(What to produce): Restate every line of the material that follows, word for word.

(Data):
▼
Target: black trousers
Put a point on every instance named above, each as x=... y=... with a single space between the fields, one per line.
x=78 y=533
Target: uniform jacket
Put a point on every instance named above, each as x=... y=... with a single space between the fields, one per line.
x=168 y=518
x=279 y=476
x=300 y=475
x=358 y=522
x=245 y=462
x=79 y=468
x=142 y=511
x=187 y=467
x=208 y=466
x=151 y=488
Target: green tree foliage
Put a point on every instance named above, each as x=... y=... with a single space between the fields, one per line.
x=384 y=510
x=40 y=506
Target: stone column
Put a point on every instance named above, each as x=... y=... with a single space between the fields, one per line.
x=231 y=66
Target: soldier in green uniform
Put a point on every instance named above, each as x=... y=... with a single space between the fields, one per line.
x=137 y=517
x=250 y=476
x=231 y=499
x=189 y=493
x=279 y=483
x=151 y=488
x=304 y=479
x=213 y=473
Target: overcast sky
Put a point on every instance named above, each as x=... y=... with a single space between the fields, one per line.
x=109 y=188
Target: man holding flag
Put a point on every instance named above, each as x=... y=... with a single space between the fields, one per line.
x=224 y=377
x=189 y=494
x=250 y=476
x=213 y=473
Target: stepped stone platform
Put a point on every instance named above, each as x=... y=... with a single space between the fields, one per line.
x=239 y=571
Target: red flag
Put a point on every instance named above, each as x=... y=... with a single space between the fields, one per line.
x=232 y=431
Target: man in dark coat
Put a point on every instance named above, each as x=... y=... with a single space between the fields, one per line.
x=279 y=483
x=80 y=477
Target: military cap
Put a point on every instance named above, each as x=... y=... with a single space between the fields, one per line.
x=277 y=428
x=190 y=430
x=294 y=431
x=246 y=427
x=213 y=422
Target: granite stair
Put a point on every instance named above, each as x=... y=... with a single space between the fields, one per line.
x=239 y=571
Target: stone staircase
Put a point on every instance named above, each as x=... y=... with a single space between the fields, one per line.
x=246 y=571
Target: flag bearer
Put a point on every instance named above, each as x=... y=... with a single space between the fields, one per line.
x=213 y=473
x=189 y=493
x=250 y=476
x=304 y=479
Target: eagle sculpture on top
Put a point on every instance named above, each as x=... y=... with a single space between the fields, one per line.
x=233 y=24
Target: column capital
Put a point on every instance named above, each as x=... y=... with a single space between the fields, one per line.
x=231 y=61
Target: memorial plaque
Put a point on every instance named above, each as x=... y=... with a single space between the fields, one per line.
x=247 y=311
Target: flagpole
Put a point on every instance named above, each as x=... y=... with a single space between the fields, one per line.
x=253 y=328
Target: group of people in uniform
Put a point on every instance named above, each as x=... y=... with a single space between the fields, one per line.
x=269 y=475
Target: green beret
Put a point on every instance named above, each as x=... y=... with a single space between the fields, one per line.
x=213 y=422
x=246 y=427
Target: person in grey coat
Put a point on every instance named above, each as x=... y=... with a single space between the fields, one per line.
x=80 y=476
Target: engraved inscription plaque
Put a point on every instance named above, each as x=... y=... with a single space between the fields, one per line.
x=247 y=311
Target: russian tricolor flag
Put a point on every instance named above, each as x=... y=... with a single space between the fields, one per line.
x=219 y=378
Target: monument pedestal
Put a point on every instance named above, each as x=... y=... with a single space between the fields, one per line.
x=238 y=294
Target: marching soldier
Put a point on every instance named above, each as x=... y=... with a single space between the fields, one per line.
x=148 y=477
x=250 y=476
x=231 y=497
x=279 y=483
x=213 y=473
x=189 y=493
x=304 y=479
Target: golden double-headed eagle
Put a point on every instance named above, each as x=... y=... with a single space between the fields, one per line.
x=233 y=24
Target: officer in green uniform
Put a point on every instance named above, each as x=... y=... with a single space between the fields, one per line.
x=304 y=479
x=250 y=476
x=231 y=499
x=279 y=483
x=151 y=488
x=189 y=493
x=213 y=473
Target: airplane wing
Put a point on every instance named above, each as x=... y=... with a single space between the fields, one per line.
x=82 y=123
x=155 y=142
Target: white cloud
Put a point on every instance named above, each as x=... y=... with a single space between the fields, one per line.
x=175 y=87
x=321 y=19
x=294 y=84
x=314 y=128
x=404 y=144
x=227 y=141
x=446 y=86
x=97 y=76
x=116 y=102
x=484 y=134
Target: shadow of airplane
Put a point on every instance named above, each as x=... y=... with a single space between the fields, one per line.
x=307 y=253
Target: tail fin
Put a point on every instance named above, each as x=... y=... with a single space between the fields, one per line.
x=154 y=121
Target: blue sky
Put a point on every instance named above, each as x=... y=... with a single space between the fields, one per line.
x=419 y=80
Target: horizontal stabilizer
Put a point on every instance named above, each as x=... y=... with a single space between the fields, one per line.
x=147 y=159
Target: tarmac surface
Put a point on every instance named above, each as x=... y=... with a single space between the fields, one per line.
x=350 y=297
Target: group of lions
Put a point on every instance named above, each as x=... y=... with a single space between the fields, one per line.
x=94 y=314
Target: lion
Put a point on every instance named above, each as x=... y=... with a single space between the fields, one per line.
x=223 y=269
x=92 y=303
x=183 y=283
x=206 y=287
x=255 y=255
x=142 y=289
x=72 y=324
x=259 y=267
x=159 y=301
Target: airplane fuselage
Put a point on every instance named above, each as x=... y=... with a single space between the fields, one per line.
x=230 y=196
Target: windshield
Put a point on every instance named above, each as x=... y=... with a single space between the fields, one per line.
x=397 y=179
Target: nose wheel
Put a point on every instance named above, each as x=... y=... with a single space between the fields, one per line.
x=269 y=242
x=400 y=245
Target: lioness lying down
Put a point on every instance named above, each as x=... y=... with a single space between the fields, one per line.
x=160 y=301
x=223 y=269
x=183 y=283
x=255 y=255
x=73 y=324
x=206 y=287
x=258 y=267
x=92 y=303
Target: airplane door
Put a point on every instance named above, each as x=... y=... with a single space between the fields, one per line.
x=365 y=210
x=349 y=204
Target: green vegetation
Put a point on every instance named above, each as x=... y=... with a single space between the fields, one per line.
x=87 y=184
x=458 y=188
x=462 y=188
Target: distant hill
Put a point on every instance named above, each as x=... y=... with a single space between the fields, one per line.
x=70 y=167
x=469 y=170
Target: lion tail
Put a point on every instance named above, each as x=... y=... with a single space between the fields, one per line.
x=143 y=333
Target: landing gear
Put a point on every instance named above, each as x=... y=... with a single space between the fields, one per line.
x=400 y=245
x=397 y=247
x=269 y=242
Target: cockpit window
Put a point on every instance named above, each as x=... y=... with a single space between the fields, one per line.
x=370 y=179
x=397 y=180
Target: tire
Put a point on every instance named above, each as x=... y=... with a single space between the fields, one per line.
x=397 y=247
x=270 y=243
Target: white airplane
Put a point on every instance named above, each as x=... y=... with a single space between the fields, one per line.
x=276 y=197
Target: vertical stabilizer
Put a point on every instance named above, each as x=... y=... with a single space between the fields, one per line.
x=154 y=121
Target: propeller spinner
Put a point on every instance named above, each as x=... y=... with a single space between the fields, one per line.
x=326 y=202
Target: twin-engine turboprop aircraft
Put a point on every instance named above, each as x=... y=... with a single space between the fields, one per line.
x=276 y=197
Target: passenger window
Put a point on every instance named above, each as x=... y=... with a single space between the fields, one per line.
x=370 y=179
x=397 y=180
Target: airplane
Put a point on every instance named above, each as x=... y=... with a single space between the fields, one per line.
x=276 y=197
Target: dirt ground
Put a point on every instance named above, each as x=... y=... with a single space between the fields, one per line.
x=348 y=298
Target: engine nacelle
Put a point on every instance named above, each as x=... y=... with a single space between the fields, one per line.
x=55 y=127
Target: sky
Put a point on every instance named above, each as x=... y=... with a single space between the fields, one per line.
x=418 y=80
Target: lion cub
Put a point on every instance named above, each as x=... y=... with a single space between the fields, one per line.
▲
(Task solution):
Target: black trousers
Put a point on every instance named above, each as x=... y=... with a single space between the fields, one per line.
x=78 y=533
Target: uniform jacket
Put a point on every instance named above, each as x=... y=... with a single space between the fields, one per line.
x=168 y=518
x=279 y=476
x=300 y=475
x=358 y=522
x=245 y=462
x=79 y=468
x=142 y=511
x=187 y=467
x=208 y=466
x=151 y=488
Target: green tree foliage
Put a point on every instance named above, each as x=... y=... with a single space between the fields, one per line.
x=384 y=510
x=40 y=506
Target: stone column
Put a point on every instance named above, each as x=... y=... with a single space between the fields, one per line.
x=231 y=66
Target: soldier in green uniform
Put a point on every instance named above, each as x=... y=... with a single space between the fields, one per line.
x=137 y=517
x=250 y=476
x=231 y=499
x=189 y=493
x=279 y=483
x=151 y=488
x=304 y=479
x=213 y=473
Target: overcast sky
Put a point on every instance named above, each as x=... y=... with a single space between the fields, one per line.
x=109 y=188
Target: man holding flag
Put a point on every instance named above, each as x=... y=... with a single space between the fields, one per line.
x=224 y=377
x=189 y=494
x=250 y=476
x=213 y=473
Target: stepped stone platform
Put a point on every instance named above, each as x=... y=... with a single space between the fields, one per line.
x=239 y=571
Target: red flag
Put a point on every instance named above, each as x=... y=... with a single space between the fields, one per line.
x=232 y=431
Target: man in dark coat
Put a point on every instance named above, each as x=... y=... with a single space between the fields, one per line.
x=279 y=483
x=80 y=477
Target: military cap
Put a point on every instance named above, each as x=... y=... with a single space between the fields, one per line.
x=277 y=428
x=190 y=430
x=294 y=431
x=246 y=427
x=213 y=422
Target: granite stair
Put a point on every instance named above, each as x=... y=... with a single space between the fields, one per line.
x=239 y=571
Target: stone staircase
Put a point on every instance named above, each as x=... y=... with a single space between the fields, one per line.
x=246 y=571
Target: flag bearer
Put a point on every instance named above, each as x=... y=... with a single space between the fields, one per line.
x=213 y=473
x=189 y=493
x=250 y=476
x=304 y=479
Target: eagle sculpture on top
Put a point on every instance named above, each as x=... y=... with a single space between the fields, one per line.
x=233 y=24
Target: column capital
Put a point on every instance named above, each as x=... y=... with a single space between the fields, one per line.
x=231 y=61
Target: memorial plaque
Put a point on every instance named above, each as x=... y=... with a single space between the fields, one per line.
x=247 y=311
Target: flagpole
Put a point on every instance named above, each as x=... y=... with a single space between the fields, one per line.
x=253 y=328
Target: group of people in uniform
Put a point on every instance named above, each as x=... y=... with a single space between the fields, one per line.
x=269 y=475
Target: green beret
Put a point on every instance named above, each as x=... y=... with a single space between the fields, one per line.
x=213 y=422
x=246 y=427
Target: person in grey coat
Put a point on every instance named above, each as x=... y=... with a single space between the fields, one per line.
x=80 y=476
Target: engraved inscription plaque
Put a point on every instance named above, each as x=... y=... with a single space between the fields, one per line.
x=247 y=311
Target: russian tricolor flag
Put a point on every instance named above, each as x=... y=... with a single space between the fields, one per line.
x=219 y=378
Target: monument pedestal
Put a point on every instance named above, each as x=... y=... with a single space between the fields, one per line.
x=238 y=294
Target: marching soldier
Put a point on every instance named above, each as x=... y=... with a single space between the fields, one per line.
x=148 y=477
x=250 y=476
x=231 y=497
x=279 y=483
x=213 y=473
x=189 y=493
x=304 y=479
Target: golden double-headed eagle
Put a point on every instance named above, each as x=... y=... with a single space between the fields, one per line.
x=233 y=24
Target: officer in green uniform
Put a point on every instance named above, each as x=... y=... with a single space between the fields, one per line.
x=304 y=479
x=250 y=476
x=231 y=499
x=279 y=483
x=151 y=488
x=189 y=493
x=213 y=473
Target: airplane wing
Put a point on every instance named above, each as x=... y=... with a single space between the fields, one per line.
x=82 y=123
x=155 y=142
Target: white cloud
Put a point on every instance named above, each as x=... y=... with a single space between the fields, one per line.
x=175 y=87
x=321 y=19
x=294 y=84
x=314 y=128
x=404 y=144
x=227 y=141
x=446 y=86
x=97 y=76
x=116 y=102
x=484 y=134
Target: shadow of airplane
Put a point on every instance named above, each as x=... y=... with a single space between the fields, one per line.
x=307 y=253
Target: tail fin
Put a point on every instance named above, each as x=... y=... with a single space between the fields, one per line.
x=154 y=121
Target: blue sky
Put a point on every instance named above, each as x=... y=... with a single space between the fields, one per line.
x=419 y=80
Target: horizontal stabilizer
Put a point on every instance named above, each as x=... y=... with a single space between the fields, one per line.
x=147 y=159
Target: tarmac surface
Put a point on every instance named above, each as x=... y=... with a single space between the fields, one per line.
x=350 y=297
Target: group of lions
Put a point on every instance named above, each as x=... y=... with a single space between the fields, one per line.
x=94 y=314
Target: lion
Put a point on every instance named above, each as x=... y=... with a single space between the fields, one per line.
x=223 y=269
x=92 y=303
x=183 y=283
x=206 y=287
x=255 y=255
x=142 y=289
x=72 y=324
x=259 y=267
x=159 y=301
Target: airplane fuselage
Put a point on every instance named above, each as x=... y=... with a single space between the fields, one per line.
x=230 y=196
Target: windshield
Put a point on every instance named above, each as x=... y=... with a single space between the fields, one per line.
x=397 y=179
Target: nose wheel
Put a point on every instance named above, each as x=... y=... with a single space between the fields, one per line.
x=269 y=242
x=400 y=245
Target: lioness lying down
Put a point on every instance named above, each as x=... y=... with a single space between the fields, one per line.
x=160 y=301
x=223 y=269
x=183 y=283
x=255 y=255
x=73 y=324
x=206 y=287
x=258 y=267
x=92 y=303
Target: airplane door
Put a point on every instance named above, each as x=... y=... with a single space between the fields, one per line.
x=365 y=210
x=349 y=204
Target: green vegetation
Put a point on every instance named above, each as x=... y=... with a single space between the fields, one per line.
x=87 y=184
x=458 y=188
x=462 y=188
Target: distant hill
Put a point on every instance named above, each as x=... y=... with a single space between the fields, one per line.
x=70 y=167
x=469 y=170
Target: lion tail
Put a point on every instance named above, each as x=... y=... with a single space between the fields, one per line.
x=143 y=333
Target: landing gear
Put a point on every instance named above, each as x=... y=... with a single space between the fields, one per line.
x=400 y=245
x=397 y=247
x=269 y=242
Target: cockpit window
Put a point on every instance named above, each as x=... y=... with a single space between the fields, one per line.
x=370 y=179
x=397 y=180
Target: tire
Put a point on every instance named above, each as x=... y=... with a single space between the fields, one per line.
x=397 y=247
x=270 y=243
Target: white airplane
Put a point on every instance named above, each as x=... y=... with a single space between the fields, one per line.
x=276 y=197
Target: vertical stabilizer
Put a point on every instance named above, each as x=... y=... with a single space between the fields, one per line.
x=154 y=121
Target: propeller spinner
Put a point on every instance named above, each as x=... y=... with a single space between the fields, one per line.
x=326 y=202
Target: twin-engine turboprop aircraft
Put a point on every instance named above, each as x=... y=... with a single space between the fields, one per line.
x=276 y=197
Target: passenger window
Put a point on every instance named above, each as x=... y=... with a single space between the fields, one per line.
x=370 y=179
x=397 y=180
Target: airplane
Put a point on every instance named above, each as x=... y=... with a single space between the fields, one per line.
x=276 y=197
Target: dirt ground
Put a point on every instance named above, each as x=... y=... with a single space between the fields, one per line.
x=348 y=298
Target: engine nacelle
Put a point on every instance named above, each as x=... y=... with a single space between the fields, one per line.
x=55 y=127
Target: sky
Put a point on every instance named above, each as x=... y=... with a single space between the fields, one per line.
x=418 y=80
Target: lion cub
Put a point on every instance named above, each as x=... y=... with a single space between the fields, one per line.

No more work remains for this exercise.